*Selected extract*.
○ ○ ○
# Atomistic Simulations of Individual Amphiphilic Carbosilane Dendrimers with –(OCH2CH2)n–OCH3 Terminal Groups in Hydrophilic and Hydrophobic Environments and at Interfaces

**Authors:** Andrey O. Kurbatov, Kirill A. Litvin, Iurii Iu. Grishin, Nikolay K. Balabaev, Elena Yu. Kramarenko

PMC · DOI: 10.3390/polym18010092 · Polymers · 2025-12-28

## TL;DR

This study uses simulations to explore how amphiphilic dendrimers behave in different environments, revealing how their structure and terminal groups affect their shape and interactions.

## Contribution

The paper introduces atomistic simulations of carbosilane dendrimers with varying terminal groups in different solvents and at interfaces, revealing new insights into their conformational behavior.

## Key findings

- Dendrimers adopt compact conformations in water but swell significantly in toluene.
- At the water–air interface, dendrimers adsorb and adopt a biconvex shape with reduced hydrogen bonding.
- R3 dendrimers form more hydrogen bonds due to higher oxygen content, potentially enhancing monolayer stability.
○ ○ ○
*Dataset extract*.

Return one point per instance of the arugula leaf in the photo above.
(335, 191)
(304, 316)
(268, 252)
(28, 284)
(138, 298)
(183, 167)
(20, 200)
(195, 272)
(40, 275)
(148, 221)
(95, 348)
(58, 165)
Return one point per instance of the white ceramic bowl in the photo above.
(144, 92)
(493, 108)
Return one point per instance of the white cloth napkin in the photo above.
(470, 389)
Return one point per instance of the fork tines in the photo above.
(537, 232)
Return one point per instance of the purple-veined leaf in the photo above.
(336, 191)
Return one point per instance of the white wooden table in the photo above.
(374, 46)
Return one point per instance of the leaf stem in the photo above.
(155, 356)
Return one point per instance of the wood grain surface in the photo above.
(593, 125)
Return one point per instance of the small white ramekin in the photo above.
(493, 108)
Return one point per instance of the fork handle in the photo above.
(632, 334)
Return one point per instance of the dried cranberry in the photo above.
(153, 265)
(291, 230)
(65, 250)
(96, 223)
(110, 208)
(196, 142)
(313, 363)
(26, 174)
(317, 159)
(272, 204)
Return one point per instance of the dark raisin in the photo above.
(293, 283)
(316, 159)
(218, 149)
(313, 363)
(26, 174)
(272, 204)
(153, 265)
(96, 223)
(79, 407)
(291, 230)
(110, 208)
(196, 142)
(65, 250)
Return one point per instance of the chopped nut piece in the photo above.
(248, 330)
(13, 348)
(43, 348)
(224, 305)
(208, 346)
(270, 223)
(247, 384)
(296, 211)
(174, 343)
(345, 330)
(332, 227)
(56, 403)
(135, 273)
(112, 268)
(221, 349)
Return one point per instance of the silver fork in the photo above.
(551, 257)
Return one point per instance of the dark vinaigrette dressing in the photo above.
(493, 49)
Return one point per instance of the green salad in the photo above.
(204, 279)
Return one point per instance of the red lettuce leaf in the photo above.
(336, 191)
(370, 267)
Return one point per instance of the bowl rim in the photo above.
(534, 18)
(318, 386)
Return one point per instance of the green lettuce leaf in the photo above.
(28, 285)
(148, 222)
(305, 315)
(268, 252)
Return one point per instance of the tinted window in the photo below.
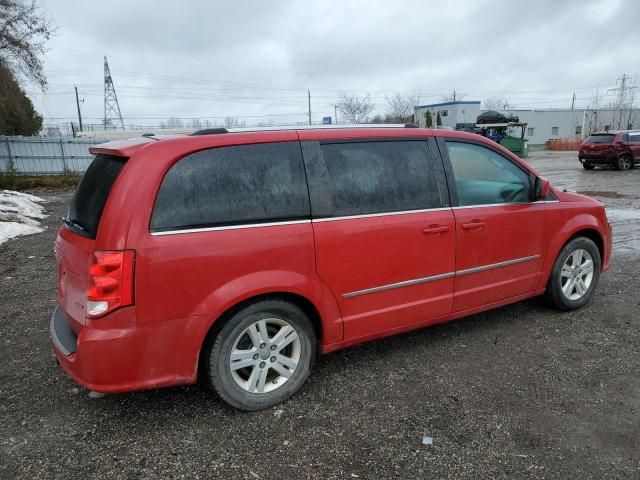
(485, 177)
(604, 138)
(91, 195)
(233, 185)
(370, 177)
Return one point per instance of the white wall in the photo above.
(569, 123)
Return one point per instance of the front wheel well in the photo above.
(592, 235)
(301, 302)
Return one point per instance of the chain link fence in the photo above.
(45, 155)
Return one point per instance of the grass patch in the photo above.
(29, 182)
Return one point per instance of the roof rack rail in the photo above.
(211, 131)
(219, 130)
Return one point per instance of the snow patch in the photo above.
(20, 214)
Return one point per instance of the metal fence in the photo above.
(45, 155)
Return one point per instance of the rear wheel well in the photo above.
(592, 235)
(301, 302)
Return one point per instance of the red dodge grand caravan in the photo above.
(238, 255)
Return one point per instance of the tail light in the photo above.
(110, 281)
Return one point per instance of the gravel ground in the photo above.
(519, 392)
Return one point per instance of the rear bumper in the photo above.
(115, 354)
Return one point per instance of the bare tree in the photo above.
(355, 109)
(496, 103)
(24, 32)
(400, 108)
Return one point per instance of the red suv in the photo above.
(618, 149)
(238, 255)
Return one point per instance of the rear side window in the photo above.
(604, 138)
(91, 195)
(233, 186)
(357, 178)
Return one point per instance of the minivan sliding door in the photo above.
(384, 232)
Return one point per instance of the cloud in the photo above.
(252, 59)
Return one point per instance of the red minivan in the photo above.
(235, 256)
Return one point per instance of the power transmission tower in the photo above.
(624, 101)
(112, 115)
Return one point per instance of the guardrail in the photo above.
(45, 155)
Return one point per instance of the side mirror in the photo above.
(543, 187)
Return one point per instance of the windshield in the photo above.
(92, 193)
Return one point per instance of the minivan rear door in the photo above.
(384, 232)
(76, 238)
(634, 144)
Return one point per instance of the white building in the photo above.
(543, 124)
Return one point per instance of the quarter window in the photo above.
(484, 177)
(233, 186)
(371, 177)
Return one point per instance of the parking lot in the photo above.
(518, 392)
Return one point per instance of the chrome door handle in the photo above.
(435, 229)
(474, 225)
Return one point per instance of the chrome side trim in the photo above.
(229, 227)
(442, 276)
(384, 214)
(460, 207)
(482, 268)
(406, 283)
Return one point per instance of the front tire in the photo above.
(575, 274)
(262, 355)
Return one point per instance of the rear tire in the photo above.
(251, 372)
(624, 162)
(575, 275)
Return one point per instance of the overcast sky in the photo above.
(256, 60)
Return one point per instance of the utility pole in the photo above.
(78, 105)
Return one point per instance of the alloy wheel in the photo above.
○ ○ ○
*To do*.
1) Extract the passage of the dendrimer simulation summary that runs from "The paper introduces" up to and including "significantly in toluene.".
2) In the dendrimer simulation summary, what shape do the dendrimers take at the water–air interface?

*Results by task*.
1)
The paper introduces atomistic simulations of carbosilane dendrimers with varying terminal groups in different solvents and at interfaces, revealing new insights into their conformational behavior.

## Key findings

- Dendrimers adopt compact conformations in water but swell significantly in toluene.

2) A biconvex shape.